— begin —

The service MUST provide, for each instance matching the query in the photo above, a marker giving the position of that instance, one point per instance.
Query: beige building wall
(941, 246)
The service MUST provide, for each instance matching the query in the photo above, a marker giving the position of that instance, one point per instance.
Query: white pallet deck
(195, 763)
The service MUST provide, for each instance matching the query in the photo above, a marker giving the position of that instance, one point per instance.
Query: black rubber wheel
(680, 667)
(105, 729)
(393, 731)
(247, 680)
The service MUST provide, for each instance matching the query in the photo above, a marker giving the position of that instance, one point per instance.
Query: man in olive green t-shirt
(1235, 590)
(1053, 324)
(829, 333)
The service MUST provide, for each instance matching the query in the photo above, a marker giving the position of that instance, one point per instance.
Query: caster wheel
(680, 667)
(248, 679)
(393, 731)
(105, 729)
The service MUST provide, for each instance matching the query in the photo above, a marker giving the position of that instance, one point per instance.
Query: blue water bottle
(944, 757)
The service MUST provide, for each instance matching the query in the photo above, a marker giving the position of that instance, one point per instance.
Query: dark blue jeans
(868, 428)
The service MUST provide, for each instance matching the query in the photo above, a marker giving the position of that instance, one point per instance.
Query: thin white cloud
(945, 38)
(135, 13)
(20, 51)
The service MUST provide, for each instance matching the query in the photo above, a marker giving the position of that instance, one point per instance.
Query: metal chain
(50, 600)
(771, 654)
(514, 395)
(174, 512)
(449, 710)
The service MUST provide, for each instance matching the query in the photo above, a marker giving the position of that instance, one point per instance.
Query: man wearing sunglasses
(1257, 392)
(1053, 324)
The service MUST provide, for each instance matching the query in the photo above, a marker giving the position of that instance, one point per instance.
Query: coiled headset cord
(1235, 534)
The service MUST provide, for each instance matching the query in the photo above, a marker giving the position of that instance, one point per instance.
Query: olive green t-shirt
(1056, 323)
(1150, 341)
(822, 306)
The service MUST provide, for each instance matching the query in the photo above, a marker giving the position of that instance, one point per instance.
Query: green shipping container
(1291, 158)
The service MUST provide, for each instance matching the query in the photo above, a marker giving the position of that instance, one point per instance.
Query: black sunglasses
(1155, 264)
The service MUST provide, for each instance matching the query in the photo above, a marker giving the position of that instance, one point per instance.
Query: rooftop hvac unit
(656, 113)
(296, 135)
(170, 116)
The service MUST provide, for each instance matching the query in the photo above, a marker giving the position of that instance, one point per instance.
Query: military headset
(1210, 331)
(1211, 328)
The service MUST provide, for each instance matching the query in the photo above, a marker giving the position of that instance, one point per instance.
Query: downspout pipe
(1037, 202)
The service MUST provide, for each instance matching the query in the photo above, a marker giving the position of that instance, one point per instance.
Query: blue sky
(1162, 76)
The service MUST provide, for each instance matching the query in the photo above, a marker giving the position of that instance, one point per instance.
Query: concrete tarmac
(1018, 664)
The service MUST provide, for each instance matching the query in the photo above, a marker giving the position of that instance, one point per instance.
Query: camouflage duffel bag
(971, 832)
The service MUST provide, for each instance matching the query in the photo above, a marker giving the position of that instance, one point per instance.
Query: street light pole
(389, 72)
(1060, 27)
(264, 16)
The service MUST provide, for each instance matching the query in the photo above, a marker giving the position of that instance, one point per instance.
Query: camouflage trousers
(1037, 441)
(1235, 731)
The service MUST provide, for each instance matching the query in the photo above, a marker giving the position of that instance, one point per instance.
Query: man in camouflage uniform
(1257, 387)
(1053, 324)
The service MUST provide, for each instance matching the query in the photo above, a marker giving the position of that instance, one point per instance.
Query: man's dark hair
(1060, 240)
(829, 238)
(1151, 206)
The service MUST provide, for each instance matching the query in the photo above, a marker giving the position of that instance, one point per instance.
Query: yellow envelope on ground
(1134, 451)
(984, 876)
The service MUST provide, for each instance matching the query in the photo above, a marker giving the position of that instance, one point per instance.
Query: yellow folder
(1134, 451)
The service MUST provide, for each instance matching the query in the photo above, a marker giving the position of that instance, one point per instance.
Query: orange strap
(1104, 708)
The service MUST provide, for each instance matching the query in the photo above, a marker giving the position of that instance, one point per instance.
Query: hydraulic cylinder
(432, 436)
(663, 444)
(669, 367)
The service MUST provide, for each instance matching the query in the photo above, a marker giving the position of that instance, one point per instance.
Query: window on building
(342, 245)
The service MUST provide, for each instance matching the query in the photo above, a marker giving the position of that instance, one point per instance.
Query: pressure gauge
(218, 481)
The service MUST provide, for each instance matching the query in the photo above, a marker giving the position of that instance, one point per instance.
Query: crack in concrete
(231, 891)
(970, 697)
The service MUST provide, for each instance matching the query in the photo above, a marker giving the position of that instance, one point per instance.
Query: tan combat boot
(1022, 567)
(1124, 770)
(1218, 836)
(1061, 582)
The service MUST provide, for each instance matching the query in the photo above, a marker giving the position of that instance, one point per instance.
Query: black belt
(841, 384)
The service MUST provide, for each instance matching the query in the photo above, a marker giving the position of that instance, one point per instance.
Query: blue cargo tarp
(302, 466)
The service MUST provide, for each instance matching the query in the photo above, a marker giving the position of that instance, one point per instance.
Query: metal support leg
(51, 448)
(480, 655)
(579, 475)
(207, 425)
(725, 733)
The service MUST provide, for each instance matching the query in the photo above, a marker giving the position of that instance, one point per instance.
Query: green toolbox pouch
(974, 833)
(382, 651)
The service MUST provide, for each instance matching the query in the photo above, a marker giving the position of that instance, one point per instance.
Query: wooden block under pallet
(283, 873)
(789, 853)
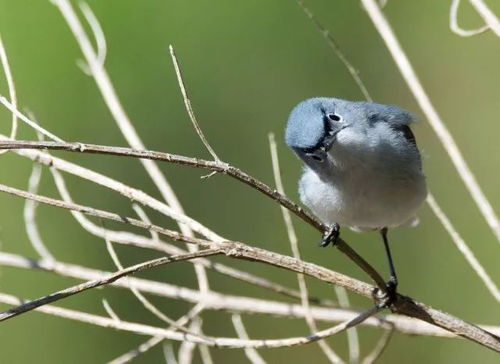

— end —

-- The problem --
Can you gather every line above that contains the word "yellow" and copy each one out in full?

-- Response to the exercise --
Query: yellow envelope on ground
Query: yellow folder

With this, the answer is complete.